■ PASSAGE PROVIDED
--- --- ---
In time for the International Garden Exhibition 2017, and neighboring "gardens of the world", the station Neu Grottkauer Straße was redeveloped in the spring of 2017 to provide a lift, new roof and new lighting, and renamed Kienberg (Gardens of the World). The renaming occurred at the timetable change in December 2016. The cost of all measures has been estimated at around €6.6 million.

The latest stations, built between 1973 and 1989 from Tierpark to Hönow should be placed under monument protection, with the exception of this is the already significantly changed subway station Kienberg (Garten der Welt).

A refurbishment of the other aboveground stations built in GDR times is not planned before the middle of the 2020s. Equipping all stations with elevators to make them fully accessible is not planned until the lift program is completed on the rest of the metro network. The existing ramp systems with a slope of around 10% are only considered barrier-free.

===Former U5===
There used to be a U5 running from Deutsche Oper to Richard-Wagner-Platz, from 1 March 1966 to 1 May 1970. Before 1966, it was numbered A^{I} and B^{I} and the branch line as A^{III}. In 1970, the stretch was closed and in 1974, the station was demolished.

== Plans ==

In the long term, there are plans to extend the line from Berlin Hauptbahnhof, via Turmstraße and Jungfernheide to Flughafen Tegel. This plan was postponed due to the route being too long, the closure of Tegel Airport, and Berlin's poor fiscal situation. An addition to the plan is an extension towards Rathaus Reinickendorf via Cité Pasteur Nord, Scharnweberstraße, and Eichborndamm.
--- --- ---
Referring expression data:
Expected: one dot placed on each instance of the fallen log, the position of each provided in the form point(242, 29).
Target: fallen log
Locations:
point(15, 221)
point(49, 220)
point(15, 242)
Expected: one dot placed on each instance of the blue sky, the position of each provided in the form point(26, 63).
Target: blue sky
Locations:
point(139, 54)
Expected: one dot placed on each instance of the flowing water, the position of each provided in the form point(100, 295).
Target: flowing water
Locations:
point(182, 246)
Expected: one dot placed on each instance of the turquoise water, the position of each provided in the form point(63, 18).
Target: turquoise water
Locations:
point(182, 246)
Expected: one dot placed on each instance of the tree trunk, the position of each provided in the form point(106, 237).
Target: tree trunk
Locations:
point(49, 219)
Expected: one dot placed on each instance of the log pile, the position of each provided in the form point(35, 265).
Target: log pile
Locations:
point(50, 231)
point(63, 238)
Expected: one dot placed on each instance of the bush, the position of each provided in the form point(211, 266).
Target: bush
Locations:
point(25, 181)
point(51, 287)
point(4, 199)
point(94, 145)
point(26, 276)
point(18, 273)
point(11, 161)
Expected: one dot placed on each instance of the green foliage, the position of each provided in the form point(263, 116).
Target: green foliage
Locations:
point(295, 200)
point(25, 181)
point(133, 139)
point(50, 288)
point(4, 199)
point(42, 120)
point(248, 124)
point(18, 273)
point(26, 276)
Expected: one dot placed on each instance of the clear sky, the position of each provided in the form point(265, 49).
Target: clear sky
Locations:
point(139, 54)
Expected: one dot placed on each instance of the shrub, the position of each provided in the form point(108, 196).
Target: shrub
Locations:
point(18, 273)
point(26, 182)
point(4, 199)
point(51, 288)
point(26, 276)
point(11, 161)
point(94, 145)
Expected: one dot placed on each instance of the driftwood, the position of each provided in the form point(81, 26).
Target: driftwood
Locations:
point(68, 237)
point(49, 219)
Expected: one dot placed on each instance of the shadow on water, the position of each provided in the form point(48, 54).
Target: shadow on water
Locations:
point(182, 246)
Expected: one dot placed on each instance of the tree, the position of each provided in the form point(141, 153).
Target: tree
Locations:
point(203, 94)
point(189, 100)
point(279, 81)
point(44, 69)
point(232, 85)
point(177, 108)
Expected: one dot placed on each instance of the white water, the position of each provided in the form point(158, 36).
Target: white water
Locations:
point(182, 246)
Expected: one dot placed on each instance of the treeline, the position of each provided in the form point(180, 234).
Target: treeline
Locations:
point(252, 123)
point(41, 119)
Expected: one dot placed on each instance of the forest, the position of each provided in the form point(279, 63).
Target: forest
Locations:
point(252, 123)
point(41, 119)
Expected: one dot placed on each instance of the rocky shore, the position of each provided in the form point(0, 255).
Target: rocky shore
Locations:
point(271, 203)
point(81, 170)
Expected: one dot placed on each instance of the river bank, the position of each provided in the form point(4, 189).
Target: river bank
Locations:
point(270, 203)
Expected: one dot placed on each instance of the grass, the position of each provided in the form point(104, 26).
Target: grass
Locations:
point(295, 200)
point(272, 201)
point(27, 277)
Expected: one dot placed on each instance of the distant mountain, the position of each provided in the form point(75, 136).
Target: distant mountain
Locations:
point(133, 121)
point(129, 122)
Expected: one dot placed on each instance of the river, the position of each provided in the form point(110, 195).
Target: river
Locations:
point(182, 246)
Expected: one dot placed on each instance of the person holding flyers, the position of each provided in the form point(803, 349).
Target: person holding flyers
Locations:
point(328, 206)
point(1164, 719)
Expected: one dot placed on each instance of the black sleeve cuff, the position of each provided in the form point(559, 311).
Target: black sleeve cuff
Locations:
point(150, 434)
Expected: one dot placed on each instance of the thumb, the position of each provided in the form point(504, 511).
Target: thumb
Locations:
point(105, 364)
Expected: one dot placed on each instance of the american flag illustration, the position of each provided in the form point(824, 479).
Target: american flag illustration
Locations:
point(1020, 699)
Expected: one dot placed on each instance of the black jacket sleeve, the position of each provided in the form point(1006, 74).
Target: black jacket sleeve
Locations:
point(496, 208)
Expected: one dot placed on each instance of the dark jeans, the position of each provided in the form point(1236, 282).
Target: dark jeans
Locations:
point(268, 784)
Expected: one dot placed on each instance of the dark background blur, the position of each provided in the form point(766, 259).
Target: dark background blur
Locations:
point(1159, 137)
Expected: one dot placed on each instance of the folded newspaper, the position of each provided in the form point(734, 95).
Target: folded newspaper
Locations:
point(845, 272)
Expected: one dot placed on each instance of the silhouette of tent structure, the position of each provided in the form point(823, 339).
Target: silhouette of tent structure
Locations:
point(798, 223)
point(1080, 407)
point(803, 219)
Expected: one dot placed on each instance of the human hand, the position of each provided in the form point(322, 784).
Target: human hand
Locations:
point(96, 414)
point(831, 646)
--- --- ---
■ TASK TO CARRY OUT
Translate this sentence from the passage on the Berlin U5 subway line into German: "The renaming occurred at the timetable change in December 2016."

■ ANSWER SECTION
Die Umbenennung erfolgte zum Fahrplanwechsel im Dezember 2016.